**Texto do documento**
'''

23º Domingo do Tempo Comum – Ano C – 2019

23º Domingo do Tempo Comum – Ano C

08/09/2019

Pistas Homilético-franciscanas

Liturgia da Palavra: Sb 9,13-18; Sl 89; Fm 9b-10.12-17; Lc 14,25-33

Tema-mensagem: Grande seguimento > grande abnegação > grande renúncia

Sentimento: Alegria de poder seguir Jesus carregando cada um sua cruz

Introdução

Celebramos hoje os desafios e as exigências da graça de sermos cristãos, isto é, seguidores de Jesus Cristo, o Filho do Deus vivo. Poderíamos chama-lo de “O Domingo dos desafios do cristão”

  1. Os desígnios de Deus conhecidos somente pela graça da Sabedoria divina (Sb 9,13-18)

Quem nos introduz na celebração deste domingo é o livro da Sabedoria. O trecho, proclamado hoje, começa com uma das mais angustiantes questões para um homem religioso: Qual o homem que pode conhecer os desígnios de Deus? Ou quem pode imaginar o desígnio do Senhor?

Entregues a nós mesmos, embora os últimos e admiráveis avanços tecnológicos e científicos, tudo o que sabemos dos mistérios de nós mesmos e do nosso mundo, é ainda muito fugaz e não passa de um grão de areia em comparação com a verdade mais radical do mistério do homem e da criação. Por isso, diz o autor da Sabedoria: Na verdade, os pensamentos dos  mortais são tímidos e nossas reflexões incertas… Mas, o autor, além de apontar para este fato dá também sua razão: porque o corpo corruptível torna pesada a alma e a tenda de argila oprime a mente que pensa.

Ora, o que significa esta argumentação senão que os dons intelectivos do homem, principalmente sua inteligência, sua vontade, seu desejo estão em desarmonia com as demais criaturas. Desarmonia ou rompimento porque fomos educados não para um sagrado convívio, mas  pensando que devemos ser os proprietários, e até mesmo os dominadores, exploradores e saqueadores das demais criaturas, até mesmo, por vezes, dos nossos semelhantes (Cf. LS 2).

'''

**Linhas de dados**
'''

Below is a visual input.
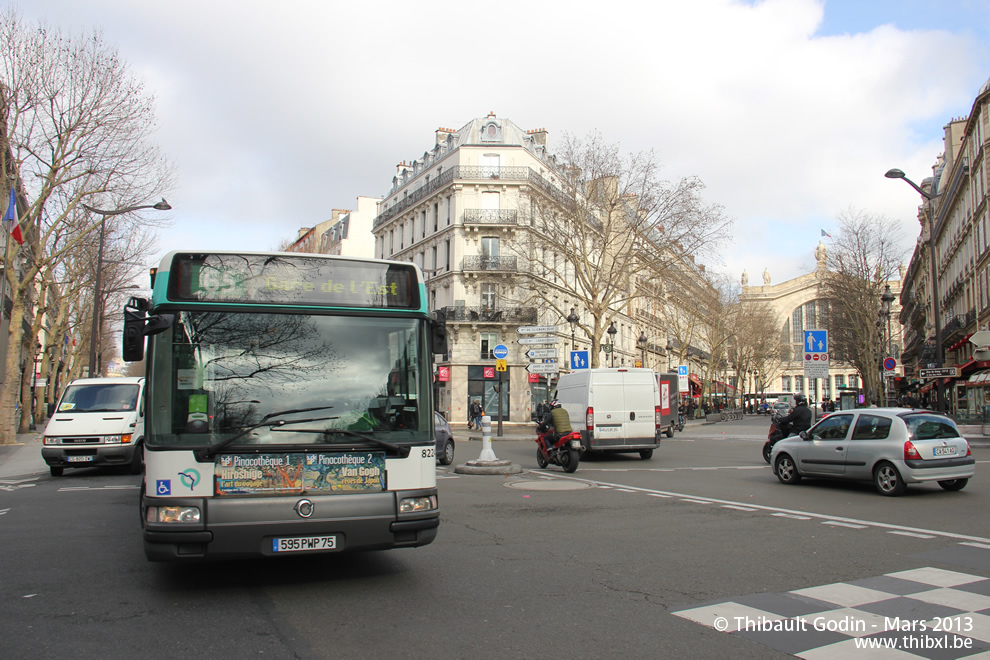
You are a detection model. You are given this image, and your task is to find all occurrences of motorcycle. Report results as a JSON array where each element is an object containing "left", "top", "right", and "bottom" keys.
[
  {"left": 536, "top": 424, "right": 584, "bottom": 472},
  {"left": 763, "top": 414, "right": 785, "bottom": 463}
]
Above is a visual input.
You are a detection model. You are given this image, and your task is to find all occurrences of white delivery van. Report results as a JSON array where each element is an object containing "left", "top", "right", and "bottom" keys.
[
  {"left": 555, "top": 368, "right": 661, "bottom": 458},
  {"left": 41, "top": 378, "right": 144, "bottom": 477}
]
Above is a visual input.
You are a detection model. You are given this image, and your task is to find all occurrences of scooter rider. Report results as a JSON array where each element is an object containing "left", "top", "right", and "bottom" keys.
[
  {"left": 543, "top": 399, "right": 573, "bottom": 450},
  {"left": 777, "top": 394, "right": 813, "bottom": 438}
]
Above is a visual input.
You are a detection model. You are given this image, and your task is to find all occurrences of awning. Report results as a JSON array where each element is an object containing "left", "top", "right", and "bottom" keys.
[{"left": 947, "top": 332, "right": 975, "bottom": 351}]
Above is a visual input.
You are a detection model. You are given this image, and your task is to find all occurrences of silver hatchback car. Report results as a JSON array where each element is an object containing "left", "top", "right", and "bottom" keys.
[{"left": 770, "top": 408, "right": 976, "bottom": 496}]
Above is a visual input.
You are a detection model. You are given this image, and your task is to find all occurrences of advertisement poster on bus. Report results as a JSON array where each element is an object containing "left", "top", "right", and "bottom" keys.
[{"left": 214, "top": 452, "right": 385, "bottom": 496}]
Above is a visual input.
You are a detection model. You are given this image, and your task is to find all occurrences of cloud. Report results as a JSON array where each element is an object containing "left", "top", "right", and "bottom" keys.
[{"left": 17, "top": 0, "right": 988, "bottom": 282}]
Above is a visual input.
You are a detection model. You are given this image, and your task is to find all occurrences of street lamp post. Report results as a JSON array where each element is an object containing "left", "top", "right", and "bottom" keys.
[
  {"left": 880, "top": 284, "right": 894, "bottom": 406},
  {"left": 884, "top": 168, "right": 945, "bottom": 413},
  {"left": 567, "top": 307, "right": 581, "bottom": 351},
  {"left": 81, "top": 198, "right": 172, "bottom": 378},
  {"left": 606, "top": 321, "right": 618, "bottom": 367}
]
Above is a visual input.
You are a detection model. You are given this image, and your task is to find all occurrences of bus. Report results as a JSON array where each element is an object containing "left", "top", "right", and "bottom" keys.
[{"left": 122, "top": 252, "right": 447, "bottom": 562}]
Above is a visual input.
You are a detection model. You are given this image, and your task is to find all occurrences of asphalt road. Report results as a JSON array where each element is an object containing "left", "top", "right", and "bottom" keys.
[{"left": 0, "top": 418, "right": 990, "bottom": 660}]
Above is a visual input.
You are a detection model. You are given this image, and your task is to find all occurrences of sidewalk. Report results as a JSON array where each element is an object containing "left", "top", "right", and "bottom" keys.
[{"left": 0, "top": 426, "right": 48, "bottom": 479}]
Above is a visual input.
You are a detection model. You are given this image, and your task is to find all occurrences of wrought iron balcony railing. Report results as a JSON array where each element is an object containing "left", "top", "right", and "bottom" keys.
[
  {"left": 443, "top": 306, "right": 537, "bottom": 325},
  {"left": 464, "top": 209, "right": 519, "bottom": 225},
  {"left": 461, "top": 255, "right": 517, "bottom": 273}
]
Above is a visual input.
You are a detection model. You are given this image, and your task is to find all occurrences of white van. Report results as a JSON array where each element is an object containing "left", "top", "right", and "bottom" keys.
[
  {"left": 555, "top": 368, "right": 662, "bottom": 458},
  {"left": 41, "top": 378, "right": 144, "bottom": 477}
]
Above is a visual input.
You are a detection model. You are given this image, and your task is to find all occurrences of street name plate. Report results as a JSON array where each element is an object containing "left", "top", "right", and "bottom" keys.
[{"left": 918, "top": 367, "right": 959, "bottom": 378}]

'''

**Problemas para resolver**
1 > Imprima o trecho do texto sobre o 23º Domingo do Tempo Comum entre "Quem nos introduz" e "desígnio do Senhor?", inclusive.
2 > Liste todas as leituras bíblicas indicadas na Liturgia da Palavra do texto sobre o 23º Domingo do Tempo Comum.
3 > Dê continuidade ao texto sobre o 23º Domingo do Tempo Comum, escrevendo a parte seguinte a partir do ponto em que ele para.
Os dados não são necessários para realizar nenhuma das tarefas.

**Respostas por tarefa**
1 >
Quem nos introduz na celebração deste domingo é o livro da Sabedoria. O trecho, proclamado hoje, começa com uma das mais angustiantes questões para um homem religioso: Qual o homem que pode conhecer os desígnios de Deus? Ou quem pode imaginar o desígnio do Senhor?

2 >
Sb 9,13-18
Sl 89
Fm 9b-10.12-17
Lc 14,25-33

3 >
Ora, se esta é a situação do conhecimento do homem em relação às realidades deste mundo, o que dizer do conhecimento acerca das realidades de Deus? Falando dessa inacessibilidade do saber humano aos desígnios de Deus assim se expressa o bem-aventurado Frei Egídio: Todos os sábios e Santos que existiram, existem e existirão, que falaram ou falarão de Deus, não disseram e nunca dirão – em comparação com o que Ele é – mais do que a picada de uma agulha, em comparação com o céu e com a Terra e com todas as criaturas neles existentes e, mil vezes menos. Em verdade, toda a Sagrada Escritura nos fala como que balbuciando. Como a mãe balbucia com seu filho pequenino, porque de outro modo, ele não pode compreender as palavras (DE 2).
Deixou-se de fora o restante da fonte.